* [Source material]
□ □ □ □ □

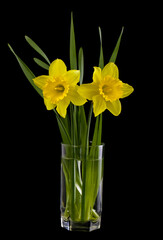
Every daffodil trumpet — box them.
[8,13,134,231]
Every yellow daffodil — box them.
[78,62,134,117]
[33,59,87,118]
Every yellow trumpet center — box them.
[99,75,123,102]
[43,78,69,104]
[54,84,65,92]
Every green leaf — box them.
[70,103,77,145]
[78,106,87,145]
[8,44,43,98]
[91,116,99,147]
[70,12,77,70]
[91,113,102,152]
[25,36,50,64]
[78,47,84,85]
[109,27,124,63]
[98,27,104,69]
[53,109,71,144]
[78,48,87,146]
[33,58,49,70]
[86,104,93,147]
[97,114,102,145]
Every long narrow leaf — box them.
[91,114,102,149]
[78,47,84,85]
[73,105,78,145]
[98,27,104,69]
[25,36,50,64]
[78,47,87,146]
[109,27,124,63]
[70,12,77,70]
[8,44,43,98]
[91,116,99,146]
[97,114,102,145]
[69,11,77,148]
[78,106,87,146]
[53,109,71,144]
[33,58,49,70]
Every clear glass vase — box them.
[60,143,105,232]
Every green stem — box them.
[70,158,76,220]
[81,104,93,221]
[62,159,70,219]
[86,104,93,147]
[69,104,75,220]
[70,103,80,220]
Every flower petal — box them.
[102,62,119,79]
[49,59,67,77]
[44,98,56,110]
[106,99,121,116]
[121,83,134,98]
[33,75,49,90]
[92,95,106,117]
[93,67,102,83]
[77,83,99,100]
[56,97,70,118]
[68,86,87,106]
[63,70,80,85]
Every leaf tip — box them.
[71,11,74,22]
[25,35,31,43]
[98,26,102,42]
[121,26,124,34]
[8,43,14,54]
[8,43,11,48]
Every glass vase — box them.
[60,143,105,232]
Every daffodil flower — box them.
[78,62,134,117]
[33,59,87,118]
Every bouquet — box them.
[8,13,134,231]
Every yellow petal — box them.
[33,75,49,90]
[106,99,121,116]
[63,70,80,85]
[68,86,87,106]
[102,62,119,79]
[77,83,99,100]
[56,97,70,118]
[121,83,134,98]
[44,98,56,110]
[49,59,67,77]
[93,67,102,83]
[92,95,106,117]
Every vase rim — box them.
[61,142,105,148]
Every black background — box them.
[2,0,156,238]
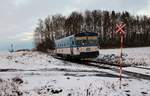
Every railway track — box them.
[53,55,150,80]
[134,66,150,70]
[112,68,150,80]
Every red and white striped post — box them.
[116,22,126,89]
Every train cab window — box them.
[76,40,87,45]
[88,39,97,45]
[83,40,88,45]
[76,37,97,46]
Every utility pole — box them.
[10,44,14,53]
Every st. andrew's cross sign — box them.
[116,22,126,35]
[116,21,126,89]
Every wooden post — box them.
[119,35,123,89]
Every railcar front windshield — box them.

□ □ □ □ □

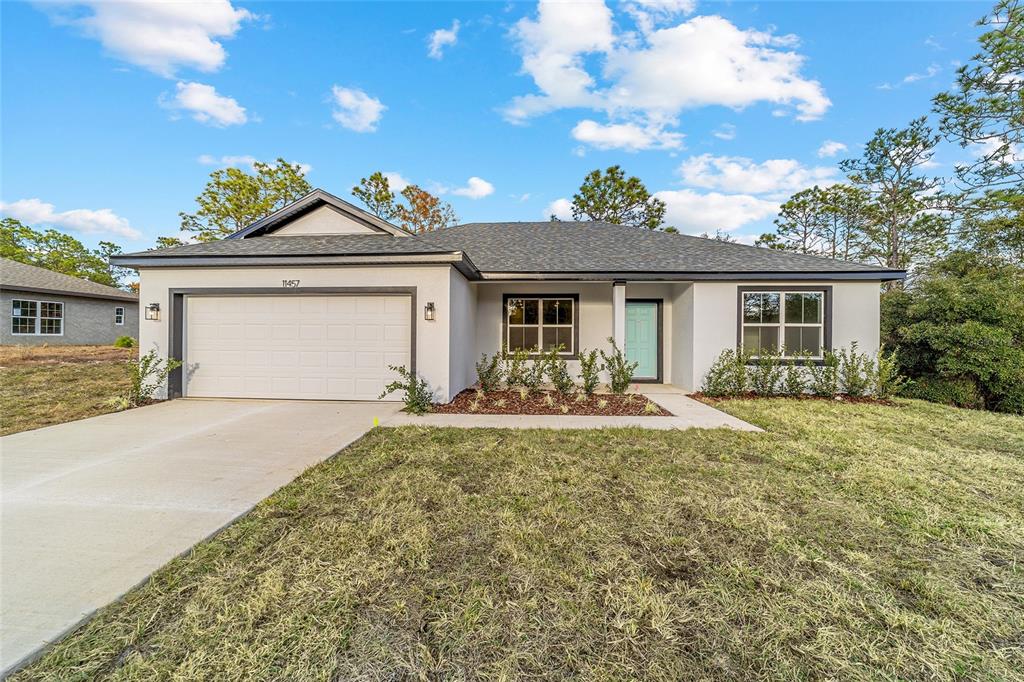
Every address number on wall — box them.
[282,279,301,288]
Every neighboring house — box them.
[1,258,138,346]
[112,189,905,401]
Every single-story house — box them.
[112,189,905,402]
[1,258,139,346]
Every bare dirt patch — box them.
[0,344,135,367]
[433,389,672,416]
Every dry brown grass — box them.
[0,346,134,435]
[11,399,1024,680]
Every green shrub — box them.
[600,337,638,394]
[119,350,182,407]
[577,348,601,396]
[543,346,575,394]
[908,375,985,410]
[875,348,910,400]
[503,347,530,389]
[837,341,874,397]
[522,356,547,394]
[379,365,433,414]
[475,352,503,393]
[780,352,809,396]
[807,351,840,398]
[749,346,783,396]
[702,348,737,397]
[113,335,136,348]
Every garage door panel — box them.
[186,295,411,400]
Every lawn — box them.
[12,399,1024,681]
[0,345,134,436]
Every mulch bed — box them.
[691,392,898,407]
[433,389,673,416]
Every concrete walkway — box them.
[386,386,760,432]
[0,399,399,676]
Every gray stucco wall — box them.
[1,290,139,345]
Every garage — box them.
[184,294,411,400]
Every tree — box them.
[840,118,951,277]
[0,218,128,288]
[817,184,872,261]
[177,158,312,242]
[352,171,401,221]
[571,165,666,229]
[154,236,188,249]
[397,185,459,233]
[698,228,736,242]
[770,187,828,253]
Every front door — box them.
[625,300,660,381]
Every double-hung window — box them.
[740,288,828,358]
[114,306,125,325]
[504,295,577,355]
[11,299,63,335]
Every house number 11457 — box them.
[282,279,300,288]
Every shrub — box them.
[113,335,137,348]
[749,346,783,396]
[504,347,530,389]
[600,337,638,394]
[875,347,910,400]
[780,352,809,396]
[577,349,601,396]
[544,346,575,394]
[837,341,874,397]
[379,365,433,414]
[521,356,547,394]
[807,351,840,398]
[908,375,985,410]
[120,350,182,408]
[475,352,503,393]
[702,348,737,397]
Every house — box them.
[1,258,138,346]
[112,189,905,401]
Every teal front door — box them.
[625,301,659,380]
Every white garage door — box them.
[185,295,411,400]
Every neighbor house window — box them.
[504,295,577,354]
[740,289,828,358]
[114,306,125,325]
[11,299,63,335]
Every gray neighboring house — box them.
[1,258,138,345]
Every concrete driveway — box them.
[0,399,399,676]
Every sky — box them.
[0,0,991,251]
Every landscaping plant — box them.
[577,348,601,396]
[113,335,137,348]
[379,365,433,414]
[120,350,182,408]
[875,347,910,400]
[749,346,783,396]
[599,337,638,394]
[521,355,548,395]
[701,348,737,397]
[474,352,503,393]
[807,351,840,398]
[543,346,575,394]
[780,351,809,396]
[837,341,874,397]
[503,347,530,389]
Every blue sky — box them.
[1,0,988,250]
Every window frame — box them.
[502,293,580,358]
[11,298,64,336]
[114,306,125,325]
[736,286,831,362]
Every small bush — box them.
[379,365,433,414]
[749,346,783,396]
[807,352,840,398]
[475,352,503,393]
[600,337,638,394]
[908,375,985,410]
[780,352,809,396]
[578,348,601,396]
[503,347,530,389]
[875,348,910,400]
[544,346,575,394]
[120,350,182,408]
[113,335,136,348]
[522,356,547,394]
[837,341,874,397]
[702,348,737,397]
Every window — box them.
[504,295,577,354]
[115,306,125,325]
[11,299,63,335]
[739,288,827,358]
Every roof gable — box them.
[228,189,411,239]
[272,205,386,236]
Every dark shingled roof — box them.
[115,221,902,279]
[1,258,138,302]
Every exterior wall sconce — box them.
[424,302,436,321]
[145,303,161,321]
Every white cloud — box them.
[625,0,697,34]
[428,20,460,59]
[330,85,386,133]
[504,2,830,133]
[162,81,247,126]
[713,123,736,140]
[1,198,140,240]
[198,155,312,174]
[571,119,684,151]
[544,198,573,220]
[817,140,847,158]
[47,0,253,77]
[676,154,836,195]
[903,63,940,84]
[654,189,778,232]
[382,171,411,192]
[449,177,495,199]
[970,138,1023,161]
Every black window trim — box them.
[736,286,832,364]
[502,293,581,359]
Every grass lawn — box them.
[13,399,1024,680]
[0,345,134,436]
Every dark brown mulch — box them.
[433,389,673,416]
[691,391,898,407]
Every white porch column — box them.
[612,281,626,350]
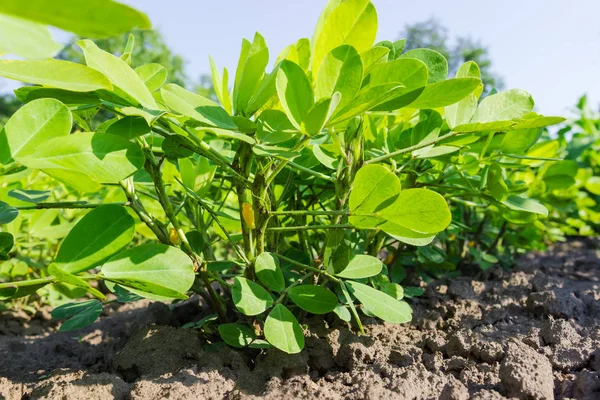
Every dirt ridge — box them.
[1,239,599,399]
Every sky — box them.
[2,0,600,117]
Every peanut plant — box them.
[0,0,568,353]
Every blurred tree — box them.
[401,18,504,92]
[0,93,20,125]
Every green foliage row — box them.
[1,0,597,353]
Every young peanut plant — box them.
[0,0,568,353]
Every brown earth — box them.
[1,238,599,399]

□ □ □ □ □

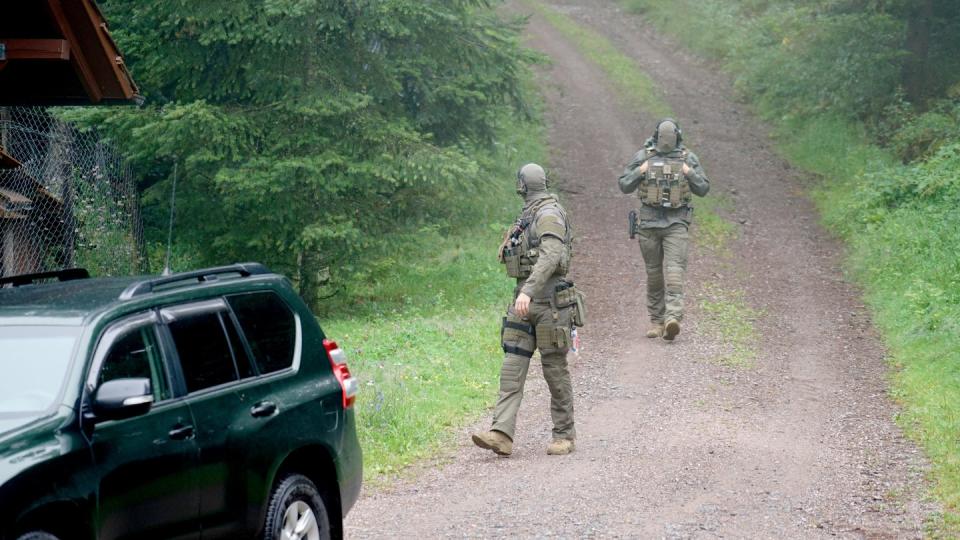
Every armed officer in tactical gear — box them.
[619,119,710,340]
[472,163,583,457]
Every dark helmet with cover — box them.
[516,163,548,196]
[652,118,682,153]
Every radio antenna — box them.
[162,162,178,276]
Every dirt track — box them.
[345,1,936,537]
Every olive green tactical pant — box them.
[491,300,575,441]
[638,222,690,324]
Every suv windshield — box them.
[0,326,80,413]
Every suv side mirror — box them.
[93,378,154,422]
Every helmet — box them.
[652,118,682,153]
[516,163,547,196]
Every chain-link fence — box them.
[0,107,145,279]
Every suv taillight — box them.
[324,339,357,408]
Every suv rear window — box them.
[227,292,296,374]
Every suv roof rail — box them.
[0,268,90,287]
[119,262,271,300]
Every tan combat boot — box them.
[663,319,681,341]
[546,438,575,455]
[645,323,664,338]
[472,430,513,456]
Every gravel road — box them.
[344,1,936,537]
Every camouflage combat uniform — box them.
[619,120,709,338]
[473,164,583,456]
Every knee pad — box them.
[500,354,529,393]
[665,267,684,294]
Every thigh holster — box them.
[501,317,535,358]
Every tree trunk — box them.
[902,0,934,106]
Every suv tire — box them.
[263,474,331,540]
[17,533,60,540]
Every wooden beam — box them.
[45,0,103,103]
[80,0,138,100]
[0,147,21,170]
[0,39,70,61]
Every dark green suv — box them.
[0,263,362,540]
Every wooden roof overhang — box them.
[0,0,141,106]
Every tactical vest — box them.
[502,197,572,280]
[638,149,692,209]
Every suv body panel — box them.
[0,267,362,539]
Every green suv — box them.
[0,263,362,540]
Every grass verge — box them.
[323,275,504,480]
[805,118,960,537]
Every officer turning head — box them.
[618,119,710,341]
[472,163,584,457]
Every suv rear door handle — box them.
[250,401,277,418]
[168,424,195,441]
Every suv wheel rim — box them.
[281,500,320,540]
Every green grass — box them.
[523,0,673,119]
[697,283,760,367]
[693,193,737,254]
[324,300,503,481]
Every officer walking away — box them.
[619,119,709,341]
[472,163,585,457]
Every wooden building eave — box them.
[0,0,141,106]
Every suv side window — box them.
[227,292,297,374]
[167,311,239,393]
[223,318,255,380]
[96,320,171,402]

□ □ □ □ □

* [Task prompt] Using the entries above, reproduce word for word only the lines from the one that contains "Every vase rim — box them." to the one that contains "Every railcar front windshield — box them.", both ends included, and drop every picture.

* [Output of the exercise]
Every vase rim — box them.
[61,142,105,148]
Every black background — box them.
[2,0,156,238]
Every railway track — box them.
[53,55,150,80]
[134,66,150,70]
[112,68,150,80]
Every red and white striped post — box them.
[116,22,126,89]
Every train cab window — box them.
[76,40,87,45]
[88,39,97,45]
[83,40,88,45]
[76,37,97,46]
Every utility pole — box them.
[10,44,14,53]
Every st. andrew's cross sign — box them.
[116,22,126,35]
[116,21,126,89]
Every wooden post — box them.
[119,35,123,89]
Every railcar front windshield — box them.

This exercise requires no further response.